Write the material out again in full, exactly.
════════
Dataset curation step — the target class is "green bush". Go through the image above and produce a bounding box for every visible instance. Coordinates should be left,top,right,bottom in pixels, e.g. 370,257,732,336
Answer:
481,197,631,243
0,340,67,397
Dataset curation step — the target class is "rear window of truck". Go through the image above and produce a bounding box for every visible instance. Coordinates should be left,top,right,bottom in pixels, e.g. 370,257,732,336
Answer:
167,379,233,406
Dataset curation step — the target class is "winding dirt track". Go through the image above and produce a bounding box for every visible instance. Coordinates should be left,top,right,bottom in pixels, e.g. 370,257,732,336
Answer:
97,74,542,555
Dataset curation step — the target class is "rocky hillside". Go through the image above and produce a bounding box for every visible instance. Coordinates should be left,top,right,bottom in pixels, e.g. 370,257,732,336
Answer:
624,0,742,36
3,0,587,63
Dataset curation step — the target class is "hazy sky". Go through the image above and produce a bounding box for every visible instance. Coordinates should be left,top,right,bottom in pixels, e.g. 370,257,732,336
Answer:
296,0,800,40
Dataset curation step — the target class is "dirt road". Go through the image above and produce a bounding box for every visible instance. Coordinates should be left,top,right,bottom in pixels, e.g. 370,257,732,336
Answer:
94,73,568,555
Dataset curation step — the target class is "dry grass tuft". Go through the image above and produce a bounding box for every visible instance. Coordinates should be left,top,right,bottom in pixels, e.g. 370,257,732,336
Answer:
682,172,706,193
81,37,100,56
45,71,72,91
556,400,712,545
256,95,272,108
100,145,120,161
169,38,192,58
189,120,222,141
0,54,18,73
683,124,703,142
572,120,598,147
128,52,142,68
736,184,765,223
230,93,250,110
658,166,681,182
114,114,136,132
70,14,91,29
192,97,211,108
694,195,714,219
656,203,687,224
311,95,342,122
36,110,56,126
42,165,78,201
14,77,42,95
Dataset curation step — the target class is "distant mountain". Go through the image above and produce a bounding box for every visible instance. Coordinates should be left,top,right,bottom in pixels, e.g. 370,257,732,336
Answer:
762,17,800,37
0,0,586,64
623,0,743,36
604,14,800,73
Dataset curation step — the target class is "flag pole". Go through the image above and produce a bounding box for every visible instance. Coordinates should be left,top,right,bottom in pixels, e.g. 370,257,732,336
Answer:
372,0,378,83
════════
Complete output:
Dataset curation step — the target class is "green bush". Go through the image above and produce a bounding box for every visible instance. Coordinates should be left,top,right,bottom in pixels, e.g. 370,257,732,336
Answer:
481,197,631,243
0,340,67,397
Dataset curation step — the target class is "rear window of truck". Go through the image above and produce a bounding box for every visible instance. Coordinates should be left,top,right,bottom in pixels, e.g. 370,257,732,336
Answer:
167,379,233,406
Dataset curation step — the target class is "winding dirt track". Go through the image above and produce a bounding box for every visible instance. Coordinates should be left,top,right,bottom in pixels, e.g. 370,257,732,336
Answer:
97,74,542,555
Dataset curation step — the target class is "rocky hillside". Go through the image above and produce a bounding box for every visible instance. Coordinates should be left,top,right,bottom in pixels, e.g. 370,257,732,336
Answer:
624,0,742,36
3,0,587,63
Dataset curation step — the target class is "hazy sky". Go through the image above and produce a bounding box for every visible instance. Coordinates should be left,top,right,bottom in pixels, e.g. 370,257,732,336
Answer:
296,0,800,40
Dataset curation step — the target class is "dirt road". Go through the image above and produce a bounding box for every visible instance. Coordinates should be left,top,right,bottom in pixels, e.g. 370,257,732,336
Answer:
94,73,568,555
Dataset curation step — the target class is "dry grass tuft". Go through the image above and produce a bounding box for every visible instance. Coordinates should be left,top,right,bottom in pixels, e.g. 370,257,732,336
Answer:
682,172,706,193
81,37,100,56
45,71,72,91
556,400,712,545
256,95,272,108
100,145,120,161
169,38,192,58
189,120,222,141
0,54,18,73
683,124,703,142
572,120,598,147
128,52,142,68
736,184,765,223
230,93,250,110
658,166,681,182
114,114,136,132
70,14,91,29
192,97,211,108
694,195,714,219
656,203,687,224
311,95,342,122
36,110,56,126
42,165,78,201
14,77,42,95
Dataset curation step — the target class is "distant mountain". Go through the image above and produce a bounding box for every visible instance. Coordinates should be left,top,right,bottom in pixels, e.g. 370,257,732,336
Answer:
762,17,800,37
0,0,586,64
623,0,743,36
604,14,800,73
Dataset curation step — the target class is "flag pole". Go through the image above and produce a bounding box for every visible instance. Coordinates should be left,top,right,bottom in pixels, e.g. 370,257,732,336
Answer:
372,0,378,83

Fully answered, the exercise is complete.